Rewrite the stretch of items from the start through the line containing "x=720 y=681" as a JSON list of strings, one string per line, with blank lines omitted. Leave the picture out of the list.

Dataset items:
* Begin *

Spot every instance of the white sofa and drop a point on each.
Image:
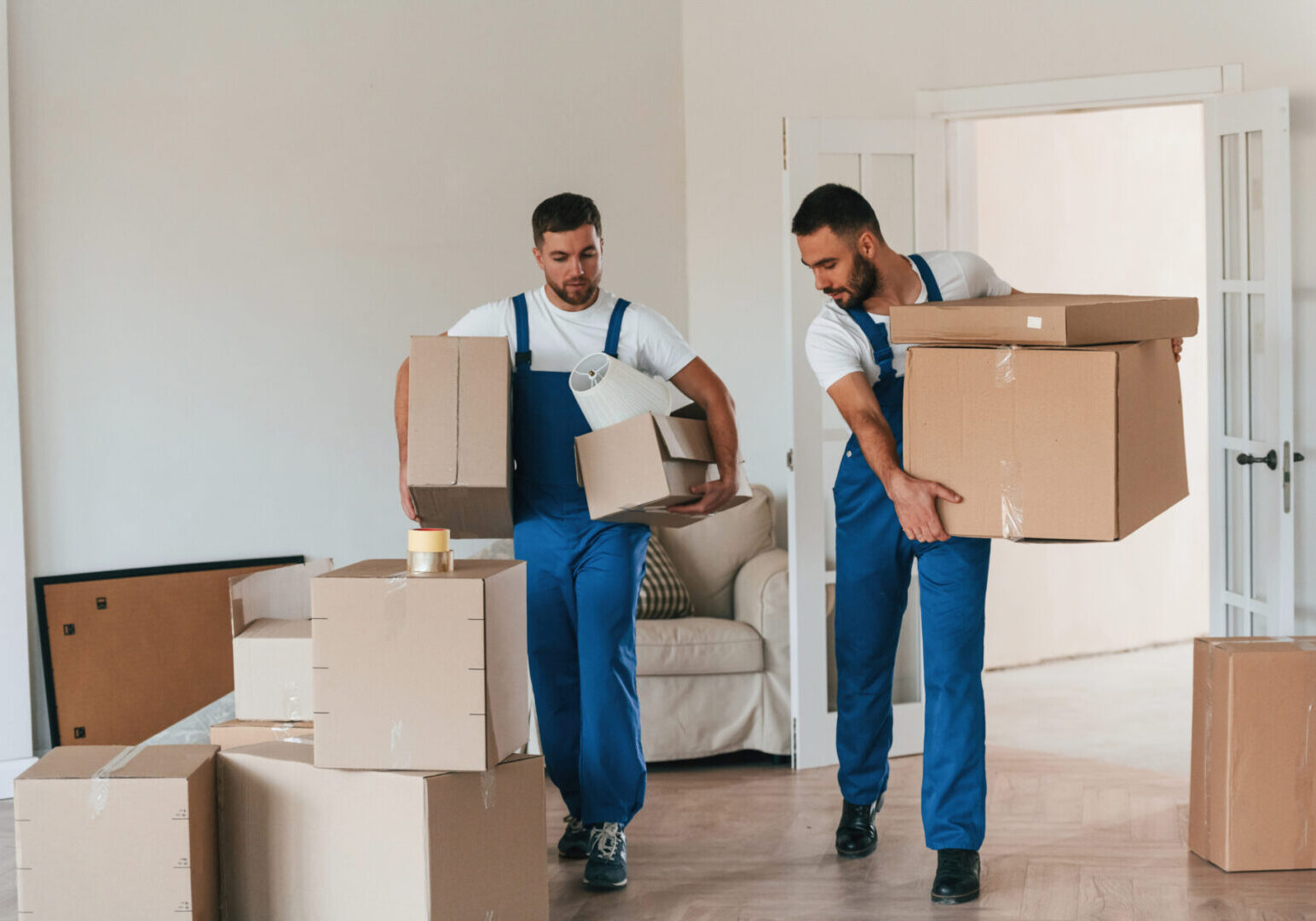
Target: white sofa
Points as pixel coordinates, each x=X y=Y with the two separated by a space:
x=720 y=681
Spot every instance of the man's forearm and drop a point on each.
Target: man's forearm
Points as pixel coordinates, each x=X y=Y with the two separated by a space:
x=721 y=430
x=880 y=447
x=401 y=408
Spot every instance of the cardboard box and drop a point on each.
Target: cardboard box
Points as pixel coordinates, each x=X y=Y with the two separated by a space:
x=271 y=642
x=1045 y=319
x=300 y=843
x=424 y=672
x=634 y=469
x=459 y=434
x=1253 y=797
x=1048 y=444
x=106 y=833
x=237 y=733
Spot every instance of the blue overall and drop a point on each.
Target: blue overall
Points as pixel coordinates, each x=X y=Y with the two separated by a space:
x=873 y=568
x=583 y=582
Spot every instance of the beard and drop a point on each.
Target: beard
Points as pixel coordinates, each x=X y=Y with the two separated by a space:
x=863 y=282
x=577 y=295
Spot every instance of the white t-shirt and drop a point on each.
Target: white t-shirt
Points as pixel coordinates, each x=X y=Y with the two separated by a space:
x=836 y=345
x=559 y=338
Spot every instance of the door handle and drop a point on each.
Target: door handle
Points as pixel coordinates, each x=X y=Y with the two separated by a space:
x=1270 y=460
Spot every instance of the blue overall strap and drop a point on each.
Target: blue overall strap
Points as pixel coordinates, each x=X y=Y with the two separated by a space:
x=878 y=339
x=522 y=331
x=609 y=347
x=928 y=280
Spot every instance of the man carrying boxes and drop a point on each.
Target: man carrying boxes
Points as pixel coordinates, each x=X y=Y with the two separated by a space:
x=887 y=518
x=583 y=576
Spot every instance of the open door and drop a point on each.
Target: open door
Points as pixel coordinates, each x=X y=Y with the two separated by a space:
x=900 y=167
x=1252 y=364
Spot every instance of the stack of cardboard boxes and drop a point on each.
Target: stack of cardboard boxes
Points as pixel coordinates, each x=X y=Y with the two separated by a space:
x=1054 y=417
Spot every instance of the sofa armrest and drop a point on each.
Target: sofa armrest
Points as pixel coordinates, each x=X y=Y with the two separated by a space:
x=762 y=600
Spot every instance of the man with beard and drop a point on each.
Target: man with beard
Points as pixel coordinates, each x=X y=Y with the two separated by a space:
x=885 y=519
x=583 y=576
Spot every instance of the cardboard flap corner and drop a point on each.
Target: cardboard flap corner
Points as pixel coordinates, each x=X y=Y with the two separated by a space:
x=280 y=594
x=684 y=439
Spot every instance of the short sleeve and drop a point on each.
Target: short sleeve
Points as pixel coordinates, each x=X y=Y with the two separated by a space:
x=832 y=352
x=661 y=350
x=981 y=278
x=484 y=321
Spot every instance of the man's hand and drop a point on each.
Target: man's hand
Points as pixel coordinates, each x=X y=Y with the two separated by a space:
x=716 y=493
x=408 y=507
x=916 y=507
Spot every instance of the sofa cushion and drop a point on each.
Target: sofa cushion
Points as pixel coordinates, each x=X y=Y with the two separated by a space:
x=698 y=646
x=709 y=553
x=662 y=594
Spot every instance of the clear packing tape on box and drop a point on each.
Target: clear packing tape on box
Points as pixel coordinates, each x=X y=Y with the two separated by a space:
x=1011 y=472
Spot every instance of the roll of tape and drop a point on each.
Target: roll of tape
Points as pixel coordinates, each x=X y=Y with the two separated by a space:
x=427 y=541
x=609 y=391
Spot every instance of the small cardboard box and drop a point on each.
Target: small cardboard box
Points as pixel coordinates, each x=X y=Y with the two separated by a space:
x=237 y=733
x=421 y=672
x=1048 y=444
x=459 y=434
x=271 y=642
x=300 y=843
x=1045 y=319
x=1253 y=797
x=107 y=833
x=633 y=471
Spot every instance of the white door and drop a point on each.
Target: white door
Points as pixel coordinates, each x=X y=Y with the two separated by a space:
x=1252 y=364
x=900 y=166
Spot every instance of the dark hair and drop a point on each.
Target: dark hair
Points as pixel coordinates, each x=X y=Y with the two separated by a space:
x=837 y=207
x=563 y=212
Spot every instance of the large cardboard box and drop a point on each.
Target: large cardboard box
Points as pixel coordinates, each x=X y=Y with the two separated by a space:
x=1045 y=319
x=1048 y=444
x=271 y=642
x=300 y=843
x=236 y=733
x=459 y=434
x=106 y=833
x=1253 y=799
x=424 y=672
x=633 y=471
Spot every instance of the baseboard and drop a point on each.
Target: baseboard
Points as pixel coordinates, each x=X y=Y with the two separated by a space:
x=11 y=770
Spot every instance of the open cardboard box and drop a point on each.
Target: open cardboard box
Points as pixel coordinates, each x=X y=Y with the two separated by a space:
x=271 y=642
x=633 y=471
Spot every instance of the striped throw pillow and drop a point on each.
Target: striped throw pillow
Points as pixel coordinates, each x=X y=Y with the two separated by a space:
x=662 y=594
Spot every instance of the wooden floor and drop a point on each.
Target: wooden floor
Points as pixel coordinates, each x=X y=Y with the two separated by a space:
x=1066 y=839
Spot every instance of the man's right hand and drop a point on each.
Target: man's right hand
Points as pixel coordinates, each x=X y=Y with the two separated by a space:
x=408 y=507
x=916 y=507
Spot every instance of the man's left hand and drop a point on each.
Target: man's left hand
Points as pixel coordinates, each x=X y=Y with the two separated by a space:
x=715 y=493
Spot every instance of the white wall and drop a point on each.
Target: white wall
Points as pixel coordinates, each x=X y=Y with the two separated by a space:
x=1105 y=202
x=747 y=65
x=14 y=698
x=229 y=217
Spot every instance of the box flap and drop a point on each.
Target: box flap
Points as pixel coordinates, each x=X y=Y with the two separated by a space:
x=684 y=439
x=390 y=568
x=84 y=762
x=273 y=628
x=432 y=447
x=283 y=592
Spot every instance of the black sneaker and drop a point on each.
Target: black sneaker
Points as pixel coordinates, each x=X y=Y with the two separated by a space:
x=607 y=866
x=957 y=877
x=574 y=843
x=856 y=834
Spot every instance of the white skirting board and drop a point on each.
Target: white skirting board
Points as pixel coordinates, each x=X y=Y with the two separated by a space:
x=11 y=770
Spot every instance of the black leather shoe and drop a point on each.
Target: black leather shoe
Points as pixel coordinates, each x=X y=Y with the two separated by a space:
x=857 y=836
x=957 y=877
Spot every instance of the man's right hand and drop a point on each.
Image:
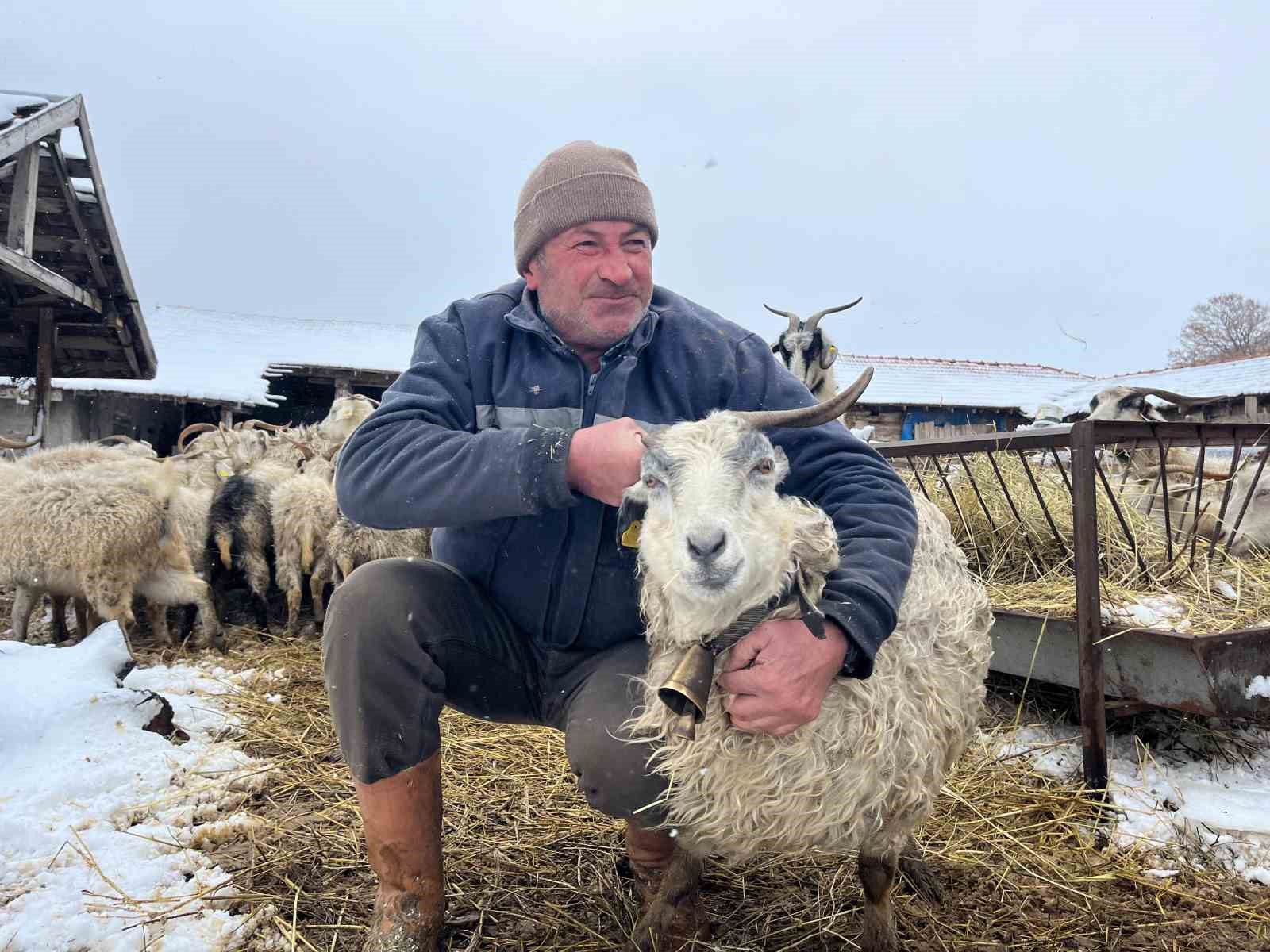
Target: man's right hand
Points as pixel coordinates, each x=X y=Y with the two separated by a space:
x=603 y=460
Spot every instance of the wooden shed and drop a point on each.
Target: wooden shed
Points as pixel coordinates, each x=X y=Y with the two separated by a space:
x=67 y=305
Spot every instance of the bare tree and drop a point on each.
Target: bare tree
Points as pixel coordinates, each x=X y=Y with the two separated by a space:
x=1223 y=328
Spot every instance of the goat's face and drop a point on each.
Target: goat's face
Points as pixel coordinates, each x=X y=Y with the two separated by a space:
x=1123 y=404
x=710 y=511
x=808 y=355
x=343 y=416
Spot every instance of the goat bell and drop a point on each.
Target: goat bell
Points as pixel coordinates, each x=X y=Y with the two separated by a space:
x=687 y=691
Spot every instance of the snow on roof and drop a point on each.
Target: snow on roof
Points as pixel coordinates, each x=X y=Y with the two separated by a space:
x=216 y=355
x=1232 y=378
x=929 y=381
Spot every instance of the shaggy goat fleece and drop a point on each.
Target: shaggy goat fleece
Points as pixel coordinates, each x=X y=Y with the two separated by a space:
x=867 y=772
x=349 y=545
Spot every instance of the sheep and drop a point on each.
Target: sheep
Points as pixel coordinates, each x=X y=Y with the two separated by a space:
x=806 y=352
x=114 y=451
x=863 y=774
x=302 y=512
x=239 y=526
x=101 y=532
x=349 y=545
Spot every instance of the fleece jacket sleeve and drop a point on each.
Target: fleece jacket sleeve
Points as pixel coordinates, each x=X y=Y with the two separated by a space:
x=870 y=505
x=419 y=461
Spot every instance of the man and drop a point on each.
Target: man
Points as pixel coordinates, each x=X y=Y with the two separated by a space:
x=516 y=429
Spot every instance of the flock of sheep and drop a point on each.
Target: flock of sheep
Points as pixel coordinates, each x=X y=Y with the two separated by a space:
x=105 y=522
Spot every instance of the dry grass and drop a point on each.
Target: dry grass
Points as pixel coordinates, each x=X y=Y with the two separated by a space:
x=1026 y=562
x=531 y=867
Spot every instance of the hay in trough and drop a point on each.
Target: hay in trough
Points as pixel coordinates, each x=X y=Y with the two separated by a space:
x=1024 y=551
x=531 y=867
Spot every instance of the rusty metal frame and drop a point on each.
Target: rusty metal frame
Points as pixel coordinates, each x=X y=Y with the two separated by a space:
x=1086 y=442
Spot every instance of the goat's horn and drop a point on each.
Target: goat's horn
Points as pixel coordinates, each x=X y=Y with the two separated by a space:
x=262 y=425
x=808 y=416
x=816 y=317
x=794 y=317
x=305 y=450
x=1174 y=397
x=6 y=443
x=190 y=431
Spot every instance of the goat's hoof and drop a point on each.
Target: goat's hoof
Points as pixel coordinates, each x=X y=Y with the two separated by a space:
x=922 y=879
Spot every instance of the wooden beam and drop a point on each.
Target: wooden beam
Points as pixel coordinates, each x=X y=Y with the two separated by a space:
x=33 y=129
x=22 y=205
x=46 y=279
x=141 y=346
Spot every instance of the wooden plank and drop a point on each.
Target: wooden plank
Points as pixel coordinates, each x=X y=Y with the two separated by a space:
x=64 y=182
x=143 y=347
x=22 y=205
x=31 y=130
x=46 y=279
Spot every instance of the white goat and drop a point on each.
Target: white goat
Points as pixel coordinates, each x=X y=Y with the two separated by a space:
x=304 y=512
x=867 y=772
x=806 y=349
x=349 y=545
x=97 y=532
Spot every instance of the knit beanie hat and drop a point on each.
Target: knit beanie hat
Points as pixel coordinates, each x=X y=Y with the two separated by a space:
x=578 y=183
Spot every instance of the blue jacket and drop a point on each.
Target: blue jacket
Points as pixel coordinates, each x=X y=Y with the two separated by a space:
x=474 y=440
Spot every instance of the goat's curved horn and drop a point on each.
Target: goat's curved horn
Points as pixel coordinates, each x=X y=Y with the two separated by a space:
x=1174 y=397
x=262 y=425
x=190 y=431
x=794 y=317
x=816 y=317
x=6 y=443
x=810 y=416
x=305 y=450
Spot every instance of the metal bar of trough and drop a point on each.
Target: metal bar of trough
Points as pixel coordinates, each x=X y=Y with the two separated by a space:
x=1089 y=613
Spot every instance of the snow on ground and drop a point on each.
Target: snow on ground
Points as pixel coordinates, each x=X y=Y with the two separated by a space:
x=101 y=820
x=1170 y=800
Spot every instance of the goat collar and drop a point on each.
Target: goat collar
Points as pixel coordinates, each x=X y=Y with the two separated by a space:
x=752 y=617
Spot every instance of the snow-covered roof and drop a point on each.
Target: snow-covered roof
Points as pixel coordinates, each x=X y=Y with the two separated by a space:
x=221 y=357
x=1232 y=378
x=929 y=381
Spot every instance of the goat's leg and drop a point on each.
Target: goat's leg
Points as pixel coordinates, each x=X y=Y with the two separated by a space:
x=60 y=632
x=23 y=605
x=679 y=884
x=82 y=616
x=878 y=879
x=916 y=869
x=256 y=566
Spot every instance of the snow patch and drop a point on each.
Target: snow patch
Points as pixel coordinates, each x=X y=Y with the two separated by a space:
x=102 y=820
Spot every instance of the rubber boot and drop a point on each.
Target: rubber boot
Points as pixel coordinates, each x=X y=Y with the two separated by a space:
x=402 y=818
x=668 y=880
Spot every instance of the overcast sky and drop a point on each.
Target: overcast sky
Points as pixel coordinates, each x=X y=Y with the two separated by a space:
x=997 y=179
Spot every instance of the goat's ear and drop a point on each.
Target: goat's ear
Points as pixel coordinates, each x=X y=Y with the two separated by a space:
x=632 y=511
x=783 y=463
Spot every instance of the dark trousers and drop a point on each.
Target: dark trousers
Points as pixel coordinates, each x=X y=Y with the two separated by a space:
x=406 y=636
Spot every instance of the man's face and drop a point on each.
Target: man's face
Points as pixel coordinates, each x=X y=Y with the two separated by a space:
x=594 y=282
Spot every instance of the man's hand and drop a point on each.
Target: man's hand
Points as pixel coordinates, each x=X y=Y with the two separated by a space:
x=779 y=674
x=603 y=460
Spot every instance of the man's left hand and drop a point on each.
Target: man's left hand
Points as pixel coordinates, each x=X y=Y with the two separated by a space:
x=779 y=674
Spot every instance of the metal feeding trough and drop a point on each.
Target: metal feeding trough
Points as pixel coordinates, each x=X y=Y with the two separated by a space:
x=1199 y=672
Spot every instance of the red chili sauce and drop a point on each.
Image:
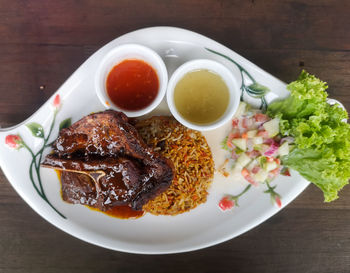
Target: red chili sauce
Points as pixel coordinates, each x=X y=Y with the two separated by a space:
x=132 y=85
x=123 y=212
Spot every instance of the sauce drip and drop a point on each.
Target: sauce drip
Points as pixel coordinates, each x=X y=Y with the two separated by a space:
x=132 y=85
x=122 y=212
x=201 y=96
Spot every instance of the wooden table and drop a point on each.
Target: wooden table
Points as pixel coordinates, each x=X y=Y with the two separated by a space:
x=43 y=42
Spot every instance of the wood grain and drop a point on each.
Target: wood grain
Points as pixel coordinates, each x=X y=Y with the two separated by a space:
x=43 y=42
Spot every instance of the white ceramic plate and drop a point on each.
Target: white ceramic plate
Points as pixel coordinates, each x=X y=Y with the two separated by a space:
x=204 y=226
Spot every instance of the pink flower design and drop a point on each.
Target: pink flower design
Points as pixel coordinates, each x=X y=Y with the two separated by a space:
x=278 y=201
x=57 y=101
x=13 y=141
x=226 y=203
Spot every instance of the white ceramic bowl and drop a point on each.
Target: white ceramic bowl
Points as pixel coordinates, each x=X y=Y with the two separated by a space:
x=125 y=52
x=212 y=66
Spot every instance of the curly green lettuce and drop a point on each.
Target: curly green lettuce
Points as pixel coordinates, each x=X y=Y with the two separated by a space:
x=322 y=138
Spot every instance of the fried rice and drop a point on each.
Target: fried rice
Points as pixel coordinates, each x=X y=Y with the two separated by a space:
x=193 y=162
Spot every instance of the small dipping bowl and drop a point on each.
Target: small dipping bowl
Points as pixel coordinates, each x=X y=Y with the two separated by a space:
x=211 y=66
x=130 y=52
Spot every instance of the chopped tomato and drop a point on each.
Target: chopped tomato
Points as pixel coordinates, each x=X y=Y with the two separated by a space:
x=259 y=117
x=253 y=154
x=235 y=122
x=256 y=169
x=275 y=172
x=263 y=134
x=246 y=175
x=226 y=203
x=270 y=159
x=246 y=122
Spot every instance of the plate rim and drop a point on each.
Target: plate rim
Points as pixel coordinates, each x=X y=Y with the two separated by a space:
x=258 y=220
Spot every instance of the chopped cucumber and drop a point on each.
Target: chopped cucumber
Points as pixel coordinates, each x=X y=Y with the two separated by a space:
x=241 y=109
x=283 y=149
x=243 y=159
x=261 y=175
x=252 y=133
x=272 y=127
x=258 y=140
x=269 y=166
x=240 y=143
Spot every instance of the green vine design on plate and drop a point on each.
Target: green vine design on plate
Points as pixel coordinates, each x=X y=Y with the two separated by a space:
x=37 y=130
x=255 y=89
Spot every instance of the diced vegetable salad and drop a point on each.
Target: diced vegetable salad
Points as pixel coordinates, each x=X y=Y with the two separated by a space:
x=255 y=145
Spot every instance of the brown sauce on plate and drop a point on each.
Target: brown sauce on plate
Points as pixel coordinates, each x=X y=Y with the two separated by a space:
x=132 y=85
x=122 y=212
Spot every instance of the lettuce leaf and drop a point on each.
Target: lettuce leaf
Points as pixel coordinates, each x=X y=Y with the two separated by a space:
x=322 y=138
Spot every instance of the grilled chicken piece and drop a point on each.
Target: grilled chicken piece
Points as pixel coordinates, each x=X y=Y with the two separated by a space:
x=105 y=163
x=106 y=133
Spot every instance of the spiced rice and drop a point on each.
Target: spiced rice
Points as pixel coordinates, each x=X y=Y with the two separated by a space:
x=192 y=158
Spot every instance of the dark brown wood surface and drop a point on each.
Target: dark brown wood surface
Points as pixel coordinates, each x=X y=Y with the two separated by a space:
x=43 y=42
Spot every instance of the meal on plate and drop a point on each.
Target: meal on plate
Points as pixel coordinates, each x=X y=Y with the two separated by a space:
x=105 y=163
x=302 y=132
x=192 y=158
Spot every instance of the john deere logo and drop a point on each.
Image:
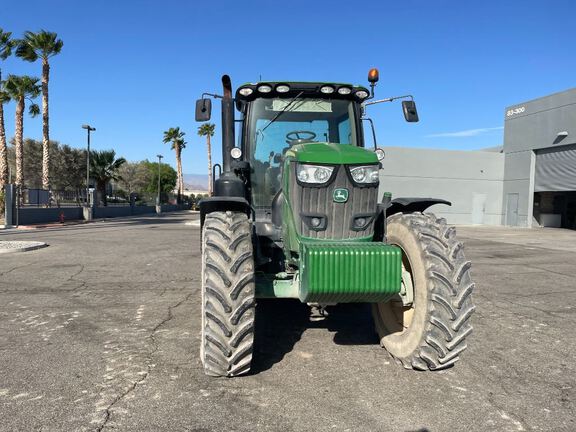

* End *

▶ [RESPONSE TO THIS EXERCISE]:
[
  "Spot every instance of the white sofa and drop a point on each.",
  "Image:",
  "Target: white sofa",
  "Points as pixel coordinates, each x=X y=Y with the two separated by a space:",
  "x=720 y=681"
]